#### TAREAS A REALIZAR
(1) Según la crónica sobre la fiesta vikinga de Catoira, ¿bajo qué construcción se atisban los drákar al fondo de la ría?
(2) Prosiga la crónica sobre la fiesta vikinga de Catoira a partir de su última frase.

#### SECCIÓN DE TEXTO
'''

Los no tan fieros vikingos

AROUSA

Catoira revive con entusiasmo y mucho postureo la invasión de los hijos de Odín

04 ago 2014 . Actualizado a las 07:00 h.

«Si vienes, más te vale llevar ropa que luego vayas a tirar. Y mete una muda en el coche», me previene una amiga: «Te van a poner perdido». Eso me gusta. Si vamos a ver vikingos, que sean fieros. Así que me presento en Catoira hecho un pordiosero, listo para que hagan de mí lo que sea necesario en mi bautismo de fuego de una de las fiestas más antiguas y populares de todo el país.

Y, efectivamente, en el entorno de las torres de Oeste, alrededor de las cuales se producirá el desembarco, hay montado un jolgorio de primera división. Es mediodía y todavía falta más de una hora para la llegada de las hordas del Norte, pero la zona está petada de romeros con acentos de toda España: del quillo, al chacho, al nen y al tronco. La dimensión internacional de la fiesta está más que demostrada. A la orilla del Ulla, no cabe un alfiler. Todos los sitios están cogidos. Al fondo de la ría, bajo el asombroso aunque inacabado puente del AVE, se atisban los drákar que traerán el terror a las pobres gentes de Catoira. Pero, hasta que lleguen, el personal mata el tiempo como puede y, sobre todo, afila sus cámaras fotográficas, muchas envueltas en plástico. Nos ayuda a pasar el rato un vikingo que se sumerge en el río armado con una espada y una botella de vino, buscando un punto avanzado para recibir a sus compatriotas: «Mira -le dice un señor a un niño-, un vikingo que ya está colocado». No se equivoca, tanto si usa el doble sentido como si no.

'''

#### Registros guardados
'''

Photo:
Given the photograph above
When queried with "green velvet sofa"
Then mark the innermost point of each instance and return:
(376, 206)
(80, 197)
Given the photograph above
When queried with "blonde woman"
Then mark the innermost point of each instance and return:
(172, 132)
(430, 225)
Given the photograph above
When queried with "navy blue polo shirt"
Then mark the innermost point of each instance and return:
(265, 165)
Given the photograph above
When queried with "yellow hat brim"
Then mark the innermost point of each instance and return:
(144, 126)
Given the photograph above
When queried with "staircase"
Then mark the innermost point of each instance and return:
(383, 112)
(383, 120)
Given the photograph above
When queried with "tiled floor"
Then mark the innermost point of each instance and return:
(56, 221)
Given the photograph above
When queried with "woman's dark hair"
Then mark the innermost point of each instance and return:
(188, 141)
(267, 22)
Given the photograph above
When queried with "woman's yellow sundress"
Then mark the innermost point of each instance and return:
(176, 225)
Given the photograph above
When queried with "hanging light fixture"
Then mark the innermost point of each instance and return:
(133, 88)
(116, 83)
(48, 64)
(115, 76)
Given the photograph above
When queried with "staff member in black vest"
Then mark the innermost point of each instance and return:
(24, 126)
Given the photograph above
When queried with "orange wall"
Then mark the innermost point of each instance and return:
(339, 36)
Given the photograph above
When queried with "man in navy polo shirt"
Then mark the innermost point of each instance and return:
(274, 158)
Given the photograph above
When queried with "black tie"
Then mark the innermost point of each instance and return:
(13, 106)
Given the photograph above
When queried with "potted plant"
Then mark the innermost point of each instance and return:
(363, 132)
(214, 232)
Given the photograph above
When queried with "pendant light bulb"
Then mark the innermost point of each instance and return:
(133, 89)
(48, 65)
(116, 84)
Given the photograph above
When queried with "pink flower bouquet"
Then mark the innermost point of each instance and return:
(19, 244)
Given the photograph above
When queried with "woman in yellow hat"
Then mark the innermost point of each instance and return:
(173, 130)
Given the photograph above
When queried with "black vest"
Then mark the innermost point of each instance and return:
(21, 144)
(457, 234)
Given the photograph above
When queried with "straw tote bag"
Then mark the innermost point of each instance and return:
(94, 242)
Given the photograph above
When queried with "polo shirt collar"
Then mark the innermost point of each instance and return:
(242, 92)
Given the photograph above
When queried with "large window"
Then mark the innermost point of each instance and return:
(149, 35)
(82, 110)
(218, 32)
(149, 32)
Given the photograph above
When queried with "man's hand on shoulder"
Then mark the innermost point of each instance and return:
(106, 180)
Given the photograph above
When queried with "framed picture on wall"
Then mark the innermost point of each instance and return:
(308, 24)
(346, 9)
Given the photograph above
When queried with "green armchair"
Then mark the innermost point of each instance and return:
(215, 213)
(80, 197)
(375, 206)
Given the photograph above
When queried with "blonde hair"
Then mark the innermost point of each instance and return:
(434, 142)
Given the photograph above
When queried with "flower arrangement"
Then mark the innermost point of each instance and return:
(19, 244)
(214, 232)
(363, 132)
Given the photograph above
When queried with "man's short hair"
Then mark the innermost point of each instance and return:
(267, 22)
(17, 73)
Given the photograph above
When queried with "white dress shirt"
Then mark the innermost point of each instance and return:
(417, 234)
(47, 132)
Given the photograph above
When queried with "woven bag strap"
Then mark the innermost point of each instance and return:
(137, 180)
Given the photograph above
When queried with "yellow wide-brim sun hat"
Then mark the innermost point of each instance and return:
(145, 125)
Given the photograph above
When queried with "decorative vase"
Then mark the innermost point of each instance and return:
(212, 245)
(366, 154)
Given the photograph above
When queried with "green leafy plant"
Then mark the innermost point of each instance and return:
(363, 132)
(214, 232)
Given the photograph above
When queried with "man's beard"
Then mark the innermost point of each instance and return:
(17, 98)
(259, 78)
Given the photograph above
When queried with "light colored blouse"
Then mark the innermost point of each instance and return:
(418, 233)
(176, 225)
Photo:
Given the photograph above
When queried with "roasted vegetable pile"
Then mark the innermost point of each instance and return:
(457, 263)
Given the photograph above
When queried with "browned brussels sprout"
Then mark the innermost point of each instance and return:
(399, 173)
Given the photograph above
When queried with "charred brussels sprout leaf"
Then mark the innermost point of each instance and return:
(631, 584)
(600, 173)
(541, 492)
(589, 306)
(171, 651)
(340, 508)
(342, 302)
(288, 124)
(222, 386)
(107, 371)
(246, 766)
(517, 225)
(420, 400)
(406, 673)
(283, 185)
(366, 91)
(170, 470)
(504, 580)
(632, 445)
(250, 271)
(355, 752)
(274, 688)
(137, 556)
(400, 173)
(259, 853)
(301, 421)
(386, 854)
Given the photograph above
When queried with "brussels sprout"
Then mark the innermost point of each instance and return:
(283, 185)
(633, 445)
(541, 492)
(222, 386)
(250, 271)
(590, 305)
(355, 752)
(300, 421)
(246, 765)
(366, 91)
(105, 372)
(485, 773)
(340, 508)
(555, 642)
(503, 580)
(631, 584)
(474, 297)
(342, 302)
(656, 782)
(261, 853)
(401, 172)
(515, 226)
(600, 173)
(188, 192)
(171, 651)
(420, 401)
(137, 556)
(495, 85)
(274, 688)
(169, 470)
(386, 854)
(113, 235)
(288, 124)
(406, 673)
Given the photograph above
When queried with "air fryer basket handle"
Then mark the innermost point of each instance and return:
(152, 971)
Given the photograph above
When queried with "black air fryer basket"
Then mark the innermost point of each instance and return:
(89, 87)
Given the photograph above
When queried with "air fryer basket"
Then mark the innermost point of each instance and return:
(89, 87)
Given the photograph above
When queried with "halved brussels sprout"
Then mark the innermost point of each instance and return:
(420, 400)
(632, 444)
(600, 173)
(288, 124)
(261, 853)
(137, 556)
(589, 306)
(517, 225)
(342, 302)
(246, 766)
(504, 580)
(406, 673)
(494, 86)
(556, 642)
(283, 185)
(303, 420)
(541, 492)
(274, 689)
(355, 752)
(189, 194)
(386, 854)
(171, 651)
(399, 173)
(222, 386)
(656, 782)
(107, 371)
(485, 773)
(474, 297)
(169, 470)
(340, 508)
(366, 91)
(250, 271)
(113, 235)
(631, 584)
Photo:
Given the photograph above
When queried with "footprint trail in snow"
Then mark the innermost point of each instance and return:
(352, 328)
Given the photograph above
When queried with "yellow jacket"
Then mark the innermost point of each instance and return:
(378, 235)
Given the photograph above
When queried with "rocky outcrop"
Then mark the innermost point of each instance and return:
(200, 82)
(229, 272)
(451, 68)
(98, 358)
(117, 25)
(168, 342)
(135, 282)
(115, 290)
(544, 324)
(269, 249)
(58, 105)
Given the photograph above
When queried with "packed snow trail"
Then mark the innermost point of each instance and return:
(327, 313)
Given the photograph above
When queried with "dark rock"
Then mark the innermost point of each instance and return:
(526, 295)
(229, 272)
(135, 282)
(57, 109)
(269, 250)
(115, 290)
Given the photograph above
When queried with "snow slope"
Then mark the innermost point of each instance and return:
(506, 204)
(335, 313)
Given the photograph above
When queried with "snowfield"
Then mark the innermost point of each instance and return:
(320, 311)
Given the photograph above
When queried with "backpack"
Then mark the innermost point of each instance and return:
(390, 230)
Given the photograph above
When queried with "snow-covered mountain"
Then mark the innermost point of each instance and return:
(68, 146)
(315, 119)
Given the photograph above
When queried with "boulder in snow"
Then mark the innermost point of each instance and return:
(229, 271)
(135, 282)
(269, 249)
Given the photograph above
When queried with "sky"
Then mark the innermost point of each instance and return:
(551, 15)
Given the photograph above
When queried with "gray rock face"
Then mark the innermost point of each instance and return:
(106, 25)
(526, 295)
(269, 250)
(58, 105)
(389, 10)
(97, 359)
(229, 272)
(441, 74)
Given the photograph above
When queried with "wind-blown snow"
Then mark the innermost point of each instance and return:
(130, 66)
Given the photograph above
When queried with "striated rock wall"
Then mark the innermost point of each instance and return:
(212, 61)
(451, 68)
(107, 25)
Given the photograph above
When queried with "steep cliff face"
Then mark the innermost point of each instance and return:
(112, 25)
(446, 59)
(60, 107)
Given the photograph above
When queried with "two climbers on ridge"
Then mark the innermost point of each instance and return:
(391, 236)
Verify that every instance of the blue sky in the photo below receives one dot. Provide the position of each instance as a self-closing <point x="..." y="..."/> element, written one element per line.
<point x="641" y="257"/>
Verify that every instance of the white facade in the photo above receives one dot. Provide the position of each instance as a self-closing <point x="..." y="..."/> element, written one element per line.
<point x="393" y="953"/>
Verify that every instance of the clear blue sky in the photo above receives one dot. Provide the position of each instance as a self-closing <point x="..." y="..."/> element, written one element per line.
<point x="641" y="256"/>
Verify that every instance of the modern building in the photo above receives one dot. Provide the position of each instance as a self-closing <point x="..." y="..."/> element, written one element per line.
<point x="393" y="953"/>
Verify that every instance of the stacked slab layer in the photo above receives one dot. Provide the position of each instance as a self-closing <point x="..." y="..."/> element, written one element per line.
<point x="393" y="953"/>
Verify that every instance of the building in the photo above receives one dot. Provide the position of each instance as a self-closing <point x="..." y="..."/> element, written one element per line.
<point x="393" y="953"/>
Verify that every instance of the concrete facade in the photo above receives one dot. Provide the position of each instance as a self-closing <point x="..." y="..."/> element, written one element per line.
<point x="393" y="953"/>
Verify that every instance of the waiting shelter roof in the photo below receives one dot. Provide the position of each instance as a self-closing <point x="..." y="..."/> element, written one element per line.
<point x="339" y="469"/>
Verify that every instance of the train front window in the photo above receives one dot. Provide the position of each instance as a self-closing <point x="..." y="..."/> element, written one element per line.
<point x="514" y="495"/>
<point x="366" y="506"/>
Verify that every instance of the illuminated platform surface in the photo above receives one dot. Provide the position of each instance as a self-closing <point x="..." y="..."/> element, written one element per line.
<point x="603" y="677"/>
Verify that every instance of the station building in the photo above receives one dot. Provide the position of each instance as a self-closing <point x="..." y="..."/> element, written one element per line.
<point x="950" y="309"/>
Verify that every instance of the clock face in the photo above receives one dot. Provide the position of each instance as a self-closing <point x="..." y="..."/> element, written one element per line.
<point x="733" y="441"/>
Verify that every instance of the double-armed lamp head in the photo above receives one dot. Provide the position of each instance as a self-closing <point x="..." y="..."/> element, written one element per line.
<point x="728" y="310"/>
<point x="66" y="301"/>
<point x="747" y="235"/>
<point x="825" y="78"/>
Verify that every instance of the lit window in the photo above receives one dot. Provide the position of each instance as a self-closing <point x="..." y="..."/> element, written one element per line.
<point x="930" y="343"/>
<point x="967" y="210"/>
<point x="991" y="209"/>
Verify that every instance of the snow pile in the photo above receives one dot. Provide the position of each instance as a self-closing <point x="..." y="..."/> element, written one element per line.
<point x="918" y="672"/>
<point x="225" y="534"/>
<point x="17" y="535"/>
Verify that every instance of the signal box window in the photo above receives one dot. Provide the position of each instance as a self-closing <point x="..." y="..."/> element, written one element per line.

'''

#### RESPUESTAS POR PUNTO
(1) Bajo el asombroso aunque inacabado puente del AVE.

(2)
Pero atentos, que los barcos se acercan. Sorteada la lancha de la Guardia Civil, los drákar arriban reventados de vikingos y vikingas que vocean y mueven sus espadas hasta que empiezan a lanzarse al agua, provocando ningún pánico y muchas risas. En la misma orilla se detienen y empiezan a montar el show frente a los fotógrafos: voces, dientes, caretos de furia y el grito surrealista que se repite cada año: «¡Ur-su-la!, ¡ur-su-la!». Todo el espectáculo es para los fotógrafos, profesionales y aficionados, con cámaras o con móviles. Los vikingos no vienen a tomar Catoira, sino a hacerse un postureo para solaz de la verdadera horda: la de los turistas.

De vez en cuando se oye algún chillido entre la masa, espantada por que le ha salpicado una gota de barro, un poco de vino, o algún manojo de algas que los vikingos más gamberros lanzan a la multitud. Es, al parecer, todo el espanto que la horda va a provocar entre las buenas gentes que asisten al desembarco. Cuando la tropa se cansa de tanta foto en la orilla, toma el caminito que la masa le abre para dirigirse hasta una explanada donde el resto del personal seguirá tomando imágenes de la vikingada que de vez en cuando salpica un cuerno de vino o simula el rapto de alguna chavala. A estas alturas y pese a que desfilo entre los vikingos, estoy impoluto. Así que casi me alegro cuando uno de los hijos de Odín me mancha con ese vino oscuro cuyo olor empapa ya todo el ambiente y también la conciencia de muchos. Algo es algo. Por un momento pensé que me tendría que manchar yo mismo para poder contar que una horda de salvajes me pasó por encima.